• **BRANO PROPOSTO**
Lo spazzolino di bambù che diventa nero
Diventato un oggetto iconico nel catalogo degli acquisti dei consumatori verdi, lo spazzolino di bambù è riuscito a sommare una serie di svantaggi da renderlo, al momento, insostenibile. Costa almeno il doppio di quello di plastica (e può arrivare anche a 12 euro), ma è meno efficace e resistente. Per effetto dell’umidità, in pochi giorni, il suo manico si annerisce, dando una sensazione di sporcizia, ed emette un odore sgradevole. Le setole sono comunque in nylon, ovvero plastica: quindi lo spazzolino di bambù, contrariamente a quanto si pensa, non è biodegradabile. Ma allora dove stanno i vantaggi ambientali di questo prodotto così reclamizzato dal marketing del green?

• **RIGHE ELENCATE**

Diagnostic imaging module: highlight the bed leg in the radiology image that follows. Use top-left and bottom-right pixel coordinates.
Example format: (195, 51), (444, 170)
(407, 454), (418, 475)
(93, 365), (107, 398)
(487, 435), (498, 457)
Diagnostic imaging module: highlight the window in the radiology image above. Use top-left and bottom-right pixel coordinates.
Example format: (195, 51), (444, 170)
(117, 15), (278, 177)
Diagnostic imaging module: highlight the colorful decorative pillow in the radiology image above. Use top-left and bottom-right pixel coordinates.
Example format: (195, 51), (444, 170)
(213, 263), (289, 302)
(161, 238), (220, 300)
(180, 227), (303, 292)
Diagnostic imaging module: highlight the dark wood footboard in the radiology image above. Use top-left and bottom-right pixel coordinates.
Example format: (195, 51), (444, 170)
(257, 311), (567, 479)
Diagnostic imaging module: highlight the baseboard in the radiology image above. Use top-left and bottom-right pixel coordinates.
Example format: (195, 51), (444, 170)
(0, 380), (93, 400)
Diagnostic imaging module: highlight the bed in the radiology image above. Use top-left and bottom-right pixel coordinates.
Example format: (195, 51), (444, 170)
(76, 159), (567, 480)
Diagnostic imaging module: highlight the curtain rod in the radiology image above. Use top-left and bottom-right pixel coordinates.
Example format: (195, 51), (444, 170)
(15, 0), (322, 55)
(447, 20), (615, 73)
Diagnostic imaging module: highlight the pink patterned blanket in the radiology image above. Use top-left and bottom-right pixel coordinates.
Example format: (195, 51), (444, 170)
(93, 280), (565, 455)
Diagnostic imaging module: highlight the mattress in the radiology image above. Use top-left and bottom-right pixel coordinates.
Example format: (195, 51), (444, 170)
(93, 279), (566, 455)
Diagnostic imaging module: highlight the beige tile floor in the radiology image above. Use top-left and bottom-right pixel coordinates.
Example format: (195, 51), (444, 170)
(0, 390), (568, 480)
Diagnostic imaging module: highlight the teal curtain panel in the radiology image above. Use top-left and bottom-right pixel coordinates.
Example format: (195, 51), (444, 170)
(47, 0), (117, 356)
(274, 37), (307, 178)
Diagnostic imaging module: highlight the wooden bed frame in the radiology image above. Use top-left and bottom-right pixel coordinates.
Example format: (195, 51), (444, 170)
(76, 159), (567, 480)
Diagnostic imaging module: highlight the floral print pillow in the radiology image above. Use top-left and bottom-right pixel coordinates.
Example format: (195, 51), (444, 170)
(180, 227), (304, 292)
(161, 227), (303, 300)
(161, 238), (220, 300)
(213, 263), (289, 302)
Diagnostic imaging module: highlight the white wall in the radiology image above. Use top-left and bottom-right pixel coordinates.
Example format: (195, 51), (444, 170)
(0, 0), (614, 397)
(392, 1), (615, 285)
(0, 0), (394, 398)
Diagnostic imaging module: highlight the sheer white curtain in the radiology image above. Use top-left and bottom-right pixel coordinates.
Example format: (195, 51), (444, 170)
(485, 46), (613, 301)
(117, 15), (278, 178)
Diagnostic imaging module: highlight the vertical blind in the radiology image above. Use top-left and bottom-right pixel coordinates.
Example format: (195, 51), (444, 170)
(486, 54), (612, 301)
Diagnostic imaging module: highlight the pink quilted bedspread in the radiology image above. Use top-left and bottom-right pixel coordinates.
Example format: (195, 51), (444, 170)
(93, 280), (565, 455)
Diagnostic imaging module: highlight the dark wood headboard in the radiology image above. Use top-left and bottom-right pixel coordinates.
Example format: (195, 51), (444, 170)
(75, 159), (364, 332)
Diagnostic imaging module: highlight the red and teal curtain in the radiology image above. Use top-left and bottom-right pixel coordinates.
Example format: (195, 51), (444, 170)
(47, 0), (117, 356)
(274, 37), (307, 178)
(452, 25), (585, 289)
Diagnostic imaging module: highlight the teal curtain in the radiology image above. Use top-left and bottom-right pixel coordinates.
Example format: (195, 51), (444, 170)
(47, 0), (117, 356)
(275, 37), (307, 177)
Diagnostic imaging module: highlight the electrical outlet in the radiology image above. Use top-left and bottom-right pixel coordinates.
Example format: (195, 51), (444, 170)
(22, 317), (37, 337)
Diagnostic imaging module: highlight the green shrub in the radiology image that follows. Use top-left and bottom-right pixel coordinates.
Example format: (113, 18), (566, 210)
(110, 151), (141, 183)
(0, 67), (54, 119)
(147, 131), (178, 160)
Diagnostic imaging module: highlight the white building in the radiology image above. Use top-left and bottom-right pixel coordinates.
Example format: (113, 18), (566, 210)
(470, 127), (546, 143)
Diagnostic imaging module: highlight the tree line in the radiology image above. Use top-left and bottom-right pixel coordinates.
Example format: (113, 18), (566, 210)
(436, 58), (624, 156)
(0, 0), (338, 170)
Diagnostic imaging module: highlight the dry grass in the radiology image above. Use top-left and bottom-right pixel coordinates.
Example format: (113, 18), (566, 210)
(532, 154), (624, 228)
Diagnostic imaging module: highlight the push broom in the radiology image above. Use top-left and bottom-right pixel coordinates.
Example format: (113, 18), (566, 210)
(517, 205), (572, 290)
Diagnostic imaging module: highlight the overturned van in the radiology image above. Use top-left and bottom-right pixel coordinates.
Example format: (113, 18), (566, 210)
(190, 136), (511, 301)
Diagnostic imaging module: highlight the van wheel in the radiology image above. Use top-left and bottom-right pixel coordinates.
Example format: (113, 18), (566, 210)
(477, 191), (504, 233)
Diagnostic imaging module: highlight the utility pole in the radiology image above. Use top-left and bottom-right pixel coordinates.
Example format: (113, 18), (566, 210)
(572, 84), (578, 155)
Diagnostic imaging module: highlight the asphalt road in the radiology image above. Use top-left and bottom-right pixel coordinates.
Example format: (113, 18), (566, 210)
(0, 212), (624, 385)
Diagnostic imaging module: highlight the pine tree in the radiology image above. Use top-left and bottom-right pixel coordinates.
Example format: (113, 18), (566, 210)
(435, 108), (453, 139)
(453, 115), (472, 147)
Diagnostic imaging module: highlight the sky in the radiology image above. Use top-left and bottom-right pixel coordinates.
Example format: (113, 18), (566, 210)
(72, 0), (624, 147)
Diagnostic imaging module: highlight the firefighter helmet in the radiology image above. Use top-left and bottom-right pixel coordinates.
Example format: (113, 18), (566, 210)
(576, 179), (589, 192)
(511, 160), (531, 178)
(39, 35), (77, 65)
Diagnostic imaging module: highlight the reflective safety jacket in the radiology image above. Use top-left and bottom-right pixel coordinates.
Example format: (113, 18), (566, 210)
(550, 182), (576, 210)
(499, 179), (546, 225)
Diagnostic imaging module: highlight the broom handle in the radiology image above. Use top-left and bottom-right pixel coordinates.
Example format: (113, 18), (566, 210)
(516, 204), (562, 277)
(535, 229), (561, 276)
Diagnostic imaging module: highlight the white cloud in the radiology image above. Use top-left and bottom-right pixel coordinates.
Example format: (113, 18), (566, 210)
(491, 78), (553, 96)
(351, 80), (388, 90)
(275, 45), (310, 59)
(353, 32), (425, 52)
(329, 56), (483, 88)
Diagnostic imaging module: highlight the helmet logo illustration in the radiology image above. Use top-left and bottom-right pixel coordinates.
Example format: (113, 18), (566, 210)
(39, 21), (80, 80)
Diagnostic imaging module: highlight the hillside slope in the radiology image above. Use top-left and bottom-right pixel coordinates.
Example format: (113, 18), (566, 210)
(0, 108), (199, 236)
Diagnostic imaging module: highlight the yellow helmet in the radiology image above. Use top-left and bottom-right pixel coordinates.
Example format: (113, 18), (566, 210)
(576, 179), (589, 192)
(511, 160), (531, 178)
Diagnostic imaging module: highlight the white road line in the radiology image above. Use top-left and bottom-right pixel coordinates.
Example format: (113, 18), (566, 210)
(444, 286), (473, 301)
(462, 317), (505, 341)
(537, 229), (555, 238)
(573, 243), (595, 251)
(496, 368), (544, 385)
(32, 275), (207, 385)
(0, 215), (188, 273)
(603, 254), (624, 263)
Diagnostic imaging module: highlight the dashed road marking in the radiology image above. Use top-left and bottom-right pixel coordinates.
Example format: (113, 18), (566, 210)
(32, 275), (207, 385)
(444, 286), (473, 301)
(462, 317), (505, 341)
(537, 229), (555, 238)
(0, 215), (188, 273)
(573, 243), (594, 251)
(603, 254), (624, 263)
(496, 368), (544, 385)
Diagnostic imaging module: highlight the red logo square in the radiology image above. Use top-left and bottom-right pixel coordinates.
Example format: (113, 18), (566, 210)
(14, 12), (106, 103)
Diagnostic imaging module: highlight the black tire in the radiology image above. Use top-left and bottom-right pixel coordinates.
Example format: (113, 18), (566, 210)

• **COMPITI DA SVOLGERE**
**a)** Aggiorna il brano sullo spazzolino di bambù: riscrivi la parte che si apre con le parole contenenti "Lo spazzolino di bambù che" e si chiude con "marketing del green?", mettendo "poliestere" al posto di "nylon".
**b)** Per favore, disponi come elenco numerato la parte delle righe elencate che si apre con la riga contenente "Diagnostic imaging module: highlight the colorful" e si chiude con quella contenente "(0, 380), (93, 400)", entrambe comprese, tralasciando le righe vuote.
Il brano e le righe non hanno alcun legame tra loro.

• **SOLUZIONI COMPLETE**
**a)**
Lo spazzolino di bambù che diventa nero
Diventato un oggetto iconico nel catalogo degli acquisti dei consumatori verdi, lo spazzolino di bambù è riuscito a sommare una serie di svantaggi da renderlo, al momento, insostenibile. Costa almeno il doppio di quello di plastica (e può arrivare anche a 12 euro), ma è meno efficace e resistente. Per effetto dell’umidità, in pochi giorni, il suo manico si annerisce, dando una sensazione di sporcizia, ed emette un odore sgradevole. Le setole sono comunque in poliestere, ovvero plastica: quindi lo spazzolino di bambù, contrariamente a quanto si pensa, non è biodegradabile. Ma allora dove stanno i vantaggi ambientali di questo prodotto così reclamizzato dal marketing del green?

**b)**
1. Diagnostic imaging module: highlight the colorful decorative pillow in the radiology image above. Use top-left and bottom-right pixel coordinates.
2. Example format: (195, 51), (444, 170)
3. (213, 263), (289, 302)
4. (161, 238), (220, 300)
5. (180, 227), (303, 292)
6. Diagnostic imaging module: highlight the dark wood footboard in the radiology image above. Use top-left and bottom-right pixel coordinates.
7. Example format: (195, 51), (444, 170)
8. (257, 311), (567, 479)
9. Diagnostic imaging module: highlight the baseboard in the radiology image above. Use top-left and bottom-right pixel coordinates.
10. Example format: (195, 51), (444, 170)
11. (0, 380), (93, 400)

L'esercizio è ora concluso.